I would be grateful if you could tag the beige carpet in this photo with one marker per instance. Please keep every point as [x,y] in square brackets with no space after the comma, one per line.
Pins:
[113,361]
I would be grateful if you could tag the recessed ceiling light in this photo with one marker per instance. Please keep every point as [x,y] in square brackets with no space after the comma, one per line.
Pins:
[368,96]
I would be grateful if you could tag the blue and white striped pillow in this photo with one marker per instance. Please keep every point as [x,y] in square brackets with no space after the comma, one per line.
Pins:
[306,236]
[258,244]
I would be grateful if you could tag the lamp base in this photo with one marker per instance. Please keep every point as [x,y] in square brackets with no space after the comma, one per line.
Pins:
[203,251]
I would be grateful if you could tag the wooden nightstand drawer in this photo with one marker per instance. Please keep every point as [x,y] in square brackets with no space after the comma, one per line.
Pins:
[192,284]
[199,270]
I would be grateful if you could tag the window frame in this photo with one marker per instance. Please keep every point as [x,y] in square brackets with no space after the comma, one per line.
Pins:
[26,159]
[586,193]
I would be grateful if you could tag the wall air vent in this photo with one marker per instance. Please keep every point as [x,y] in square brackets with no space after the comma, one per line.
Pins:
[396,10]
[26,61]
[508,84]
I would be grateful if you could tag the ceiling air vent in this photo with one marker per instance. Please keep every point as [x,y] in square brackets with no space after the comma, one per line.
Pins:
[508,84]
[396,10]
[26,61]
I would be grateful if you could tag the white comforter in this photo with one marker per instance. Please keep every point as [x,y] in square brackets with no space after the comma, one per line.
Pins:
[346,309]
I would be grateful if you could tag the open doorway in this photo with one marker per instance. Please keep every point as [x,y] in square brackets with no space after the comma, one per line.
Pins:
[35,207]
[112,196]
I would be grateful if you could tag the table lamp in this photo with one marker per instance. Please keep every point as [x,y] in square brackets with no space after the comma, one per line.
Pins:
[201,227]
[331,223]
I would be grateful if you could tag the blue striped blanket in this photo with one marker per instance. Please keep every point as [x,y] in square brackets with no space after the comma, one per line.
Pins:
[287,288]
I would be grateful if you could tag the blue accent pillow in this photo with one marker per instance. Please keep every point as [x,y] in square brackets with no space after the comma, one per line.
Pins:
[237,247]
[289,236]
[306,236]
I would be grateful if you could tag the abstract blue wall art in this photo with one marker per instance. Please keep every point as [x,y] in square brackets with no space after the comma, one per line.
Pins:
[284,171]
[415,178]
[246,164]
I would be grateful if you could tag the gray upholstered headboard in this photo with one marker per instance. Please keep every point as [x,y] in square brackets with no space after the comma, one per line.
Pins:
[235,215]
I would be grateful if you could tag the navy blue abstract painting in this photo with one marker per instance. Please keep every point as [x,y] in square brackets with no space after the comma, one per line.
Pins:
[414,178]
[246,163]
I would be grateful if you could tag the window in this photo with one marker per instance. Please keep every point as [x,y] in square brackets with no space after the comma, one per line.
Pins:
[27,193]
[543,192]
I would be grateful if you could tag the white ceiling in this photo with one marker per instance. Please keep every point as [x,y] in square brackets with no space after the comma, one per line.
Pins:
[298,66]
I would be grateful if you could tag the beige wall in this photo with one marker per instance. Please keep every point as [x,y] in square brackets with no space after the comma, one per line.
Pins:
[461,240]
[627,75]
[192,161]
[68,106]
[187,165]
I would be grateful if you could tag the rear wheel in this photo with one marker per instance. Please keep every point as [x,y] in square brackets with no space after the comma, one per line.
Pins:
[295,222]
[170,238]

──────────────────────────────

▶ **EXERCISE PROMPT**: Go through the records and set each one down again, unchanged.

▶ **REPLY**:
I would be grateful if you could tag the beige carpet in this photo with one marker per instance. Please keep every point as [x,y] in square brackets with no space after the comma, one per line.
Pins:
[113,361]
I would be grateful if you could tag the recessed ceiling light in this photo with one marker per instance. Please keep every point as [x,y] in square brackets with no space after the comma, one per line.
Pins:
[368,96]
I would be grateful if you could tag the blue and white striped pillow in this photo with one marker per instance. Please keep every point as [x,y] in square brackets with no space after the comma, one per line.
Pins:
[306,236]
[258,244]
I would be grateful if you could tag the lamp base in this photo with one marker per instance. Please keep every point as [x,y] in square brackets with no space after the comma, one per line.
Pins:
[203,251]
I would be grateful if you could tag the wooden nightstand drawer in this photo with one marker per instance. Please keep every point as [x,y] in square brackets with no space after the comma, one per line.
Pins:
[192,284]
[199,270]
I would be grateful if you could tag the window frame in this photo with one marker per instance. Please keep every point as [x,y] in square brackets with no space after the comma, one per line.
Pins:
[26,159]
[586,193]
I would be grateful if you could tag the wall air vent in this photo with one marker per instance. Please keep every point as [x,y] in square brackets with no space after the comma, one per line.
Pins:
[396,10]
[26,61]
[508,84]
I would be grateful if you could tag the ceiling air vent in this photo with one marker per instance. Please keep every point as [x,y] in square brackets with no space after the comma, one per line.
Pins:
[508,84]
[396,10]
[26,61]
I would be grateful if you could tag the white comforter in this photo with one marker per instance. Please keep every point as [x,y] in square brackets with no space after the comma, one per line.
Pins:
[346,309]
I would be grateful if you could tag the open doorway in this photo with one marker per instance. Please keep every point as [x,y] in square brackets with no space after the comma, one per line.
Pins:
[35,207]
[112,196]
I would be grateful if you could tag the table lamp in this photo with one marker per instance. Please keep every point as [x,y] in square brackets with no space after the comma, one per line.
Pins:
[201,227]
[331,223]
I would be grateful if you could tag the blue striped blanket in this photo with one marker per instance. Please keep every point as [x,y] in square brackets with no space after the comma, one per line.
Pins:
[287,288]
I would be grateful if you could tag the blue accent pillow in this photo with one marker per instance. Please keep every point as [x,y] in square brackets with no space after the comma, one per line.
Pins:
[237,247]
[289,236]
[306,236]
I would be grateful if you could tag the abstract blue wall art in this photo with one marker per instance. Please keep every point as [x,y] in square brackets with no space after the comma, one per line.
Pins:
[284,171]
[415,178]
[246,164]
I would be grateful if you could tag the gray upholstered headboard in this photo with one marker per instance. Please keep every point as [x,y] in square brackets with no space after the comma, one per line.
Pins:
[235,215]
I would be grateful if you could tag the navy blue abstract painting in this photo with one marker per instance. Please keep every point as [x,y] in square brackets with no space after the comma, one per line.
Pins:
[414,178]
[246,163]
I would be grateful if you could tag the window in this photo with one marker per instance. Please keep every point as [x,y] in square brackets with no space after the comma, one per line.
Pins:
[27,193]
[543,192]
I would be grateful if you could tag the white ceiling in this photo with one marker per instance. Please keep every point as [x,y] in square brackets with no space after the comma, one per line.
Pins:
[298,66]
I would be grateful if you could tag the beige wall in this photo with one marker per instance. Please keep every point as [x,y] in square brackets with no space after the comma, one per line.
Pins:
[461,240]
[627,75]
[192,161]
[68,106]
[187,165]
I would be grateful if you could tag the rear wheel in this photo with one marker per instance. Please keep every point as [x,y] in square brackets with no space after the comma, one per line.
Pins:
[295,222]
[170,238]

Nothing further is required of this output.